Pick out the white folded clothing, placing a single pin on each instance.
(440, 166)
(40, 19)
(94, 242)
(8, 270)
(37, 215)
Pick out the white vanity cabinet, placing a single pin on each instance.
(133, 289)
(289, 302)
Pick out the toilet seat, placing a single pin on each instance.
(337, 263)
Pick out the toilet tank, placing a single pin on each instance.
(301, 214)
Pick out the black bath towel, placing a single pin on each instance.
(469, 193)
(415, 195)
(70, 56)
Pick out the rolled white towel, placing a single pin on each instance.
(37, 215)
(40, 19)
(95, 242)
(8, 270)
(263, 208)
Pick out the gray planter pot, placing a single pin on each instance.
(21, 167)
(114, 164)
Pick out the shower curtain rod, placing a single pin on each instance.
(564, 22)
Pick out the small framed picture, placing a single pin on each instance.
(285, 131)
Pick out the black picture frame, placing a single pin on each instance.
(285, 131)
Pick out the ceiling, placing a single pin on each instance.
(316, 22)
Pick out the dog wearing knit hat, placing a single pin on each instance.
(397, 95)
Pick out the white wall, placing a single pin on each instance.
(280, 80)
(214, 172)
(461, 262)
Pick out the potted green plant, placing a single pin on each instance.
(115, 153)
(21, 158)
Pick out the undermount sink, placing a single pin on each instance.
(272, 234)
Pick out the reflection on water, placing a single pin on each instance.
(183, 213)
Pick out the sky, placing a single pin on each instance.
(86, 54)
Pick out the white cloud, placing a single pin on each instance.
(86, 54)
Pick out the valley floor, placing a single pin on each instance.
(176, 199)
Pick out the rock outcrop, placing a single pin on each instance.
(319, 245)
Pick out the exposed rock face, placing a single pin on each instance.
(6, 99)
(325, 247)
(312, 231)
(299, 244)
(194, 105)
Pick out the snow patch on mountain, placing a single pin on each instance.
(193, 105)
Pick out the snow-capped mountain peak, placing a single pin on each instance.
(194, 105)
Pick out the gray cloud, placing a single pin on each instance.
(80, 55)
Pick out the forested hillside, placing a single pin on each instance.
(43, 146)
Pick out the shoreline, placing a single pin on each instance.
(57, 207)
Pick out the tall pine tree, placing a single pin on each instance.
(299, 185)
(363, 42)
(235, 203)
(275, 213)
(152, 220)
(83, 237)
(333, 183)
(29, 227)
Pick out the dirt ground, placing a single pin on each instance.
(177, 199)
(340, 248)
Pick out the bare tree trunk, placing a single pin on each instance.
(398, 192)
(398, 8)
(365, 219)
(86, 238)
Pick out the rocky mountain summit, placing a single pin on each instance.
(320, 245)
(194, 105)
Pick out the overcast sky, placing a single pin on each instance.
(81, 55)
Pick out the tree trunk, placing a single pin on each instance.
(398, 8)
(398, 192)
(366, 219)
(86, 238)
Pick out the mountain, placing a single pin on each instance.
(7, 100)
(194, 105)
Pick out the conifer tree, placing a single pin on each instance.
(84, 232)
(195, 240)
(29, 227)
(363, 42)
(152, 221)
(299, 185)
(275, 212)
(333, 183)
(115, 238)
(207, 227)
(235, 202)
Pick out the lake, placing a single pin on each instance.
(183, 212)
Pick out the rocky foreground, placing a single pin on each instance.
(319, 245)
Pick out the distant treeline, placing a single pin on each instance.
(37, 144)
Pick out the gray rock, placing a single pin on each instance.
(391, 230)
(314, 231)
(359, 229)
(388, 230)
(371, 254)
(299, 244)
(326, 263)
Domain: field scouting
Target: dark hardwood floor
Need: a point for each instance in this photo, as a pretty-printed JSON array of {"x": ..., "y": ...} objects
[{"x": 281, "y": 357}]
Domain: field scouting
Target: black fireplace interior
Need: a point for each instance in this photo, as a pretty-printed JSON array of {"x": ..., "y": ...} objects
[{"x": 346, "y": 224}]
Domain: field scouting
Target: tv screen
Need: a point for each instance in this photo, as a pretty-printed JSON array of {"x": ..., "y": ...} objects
______
● **Work instruction**: A word-for-word transcription of the data above is required.

● **Answer for the task**:
Pick out the white folded clothing, placing a single pin on each instance.
(440, 166)
(40, 19)
(94, 242)
(8, 270)
(37, 215)
Pick out the white vanity cabinet, placing a single pin on each instance.
(133, 289)
(289, 302)
Pick out the toilet seat, placing a single pin on each instance.
(337, 263)
Pick out the toilet tank, placing a single pin on each instance.
(301, 214)
Pick out the black bath towel, placing a single pin on each instance.
(469, 193)
(415, 195)
(70, 56)
Pick out the rolled white towel, placing a single pin on each instance.
(37, 215)
(40, 19)
(95, 242)
(8, 270)
(263, 208)
Pick out the gray planter pot, placing a single pin on each instance.
(21, 167)
(114, 164)
Pick out the shower curtain rod, placing a single pin on each instance.
(564, 22)
Pick out the small framed picture, placing a single pin on each instance.
(285, 131)
Pick out the black picture frame, placing a single pin on each instance.
(285, 131)
Pick out the ceiling, placing a single pin on each instance.
(316, 22)
Pick out the dog wearing knit hat, placing a single pin on each instance.
(397, 95)
Pick out the white wall, placing a single pin on each instance.
(280, 80)
(214, 172)
(461, 262)
Pick out the potted green plant, placing a single pin on each instance.
(115, 153)
(21, 158)
Pick out the undermount sink, placing a single pin on each instance.
(272, 234)
Pick out the reflection on water, placing a single pin on each instance.
(183, 213)
Pick out the sky, placing a single pin on each instance.
(86, 54)
Pick out the white cloud, placing a single pin on each instance.
(86, 54)
Pick out the valley floor, placing a single pin on each instance.
(176, 199)
Pick out the rock outcrop, placing a single pin on each instance.
(319, 245)
Pick out the exposed rock face, placing a single pin on each instance.
(6, 99)
(325, 247)
(312, 231)
(299, 244)
(194, 105)
Pick out the snow patch on mountain, placing a single pin on each instance.
(193, 105)
Pick out the snow-capped mountain peak, placing a single pin on each instance.
(194, 105)
Pick out the gray cloud, placing a single pin on each instance.
(80, 55)
Pick out the forested hillside, placing a single pin on each instance.
(43, 146)
Pick out the shoreline, placing a single pin on each instance.
(57, 207)
Pick out the tall pine tree, placing a single pin on each instance.
(299, 185)
(363, 42)
(235, 203)
(275, 213)
(152, 220)
(83, 237)
(333, 183)
(29, 227)
Pick out the dirt ground, placing a single pin on each instance.
(177, 199)
(340, 248)
Pick out the bare tree trunk, placing a single pin on each instance.
(398, 192)
(398, 8)
(365, 219)
(86, 238)
Pick out the rocky mountain summit, placing a single pin on each instance.
(320, 245)
(194, 105)
Pick out the overcast sky, placing a single pin on each instance.
(81, 55)
Pick out the tree trunk, placing a single pin on each instance.
(398, 8)
(398, 192)
(366, 219)
(86, 238)
Pick out the mountain, placing a single pin on each instance.
(7, 100)
(194, 105)
Pick out the conifer tree, placing a single pin on each instance.
(84, 232)
(195, 240)
(29, 227)
(363, 42)
(152, 221)
(299, 185)
(275, 212)
(333, 183)
(115, 238)
(207, 227)
(235, 202)
Pick out the lake, placing a single pin on each instance.
(183, 212)
Pick out the rocky foreground, placing a single pin on each instance.
(319, 245)
Pick out the distant treeline, placing a single pin on each instance.
(37, 144)
Pick out the gray rock, placing a single pin on each instance.
(391, 230)
(314, 231)
(359, 229)
(388, 230)
(371, 254)
(299, 244)
(326, 263)
Domain: field scouting
Target: dark hardwood floor
Need: a point for each instance in this photo, as a pretty-printed JSON array of {"x": ..., "y": ...} objects
[{"x": 281, "y": 357}]
Domain: field scouting
Target: black fireplace interior
Need: a point for each instance in this photo, as a pretty-printed JSON array of {"x": ..., "y": ...} objects
[{"x": 346, "y": 224}]
Domain: field scouting
Target: tv screen
Need: a point for each instance in this photo, as a pretty-printed JSON array of {"x": ..., "y": ...} objects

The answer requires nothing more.